■ RECORDS FOR PROCESSING
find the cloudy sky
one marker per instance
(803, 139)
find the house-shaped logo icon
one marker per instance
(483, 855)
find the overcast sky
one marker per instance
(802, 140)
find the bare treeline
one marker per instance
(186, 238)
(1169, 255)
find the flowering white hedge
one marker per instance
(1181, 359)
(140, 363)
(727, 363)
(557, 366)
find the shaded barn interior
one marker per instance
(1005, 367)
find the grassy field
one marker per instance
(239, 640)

■ WHAT YOU NEED TO DO
Exactly the lines from the one that holds "find the shaded barn interior" through the final line of the records above should be written out, and only those.

■ SOLUTION
find the shaded barn interior
one marker per instance
(1005, 367)
find the grassy field
one marker per instance
(239, 640)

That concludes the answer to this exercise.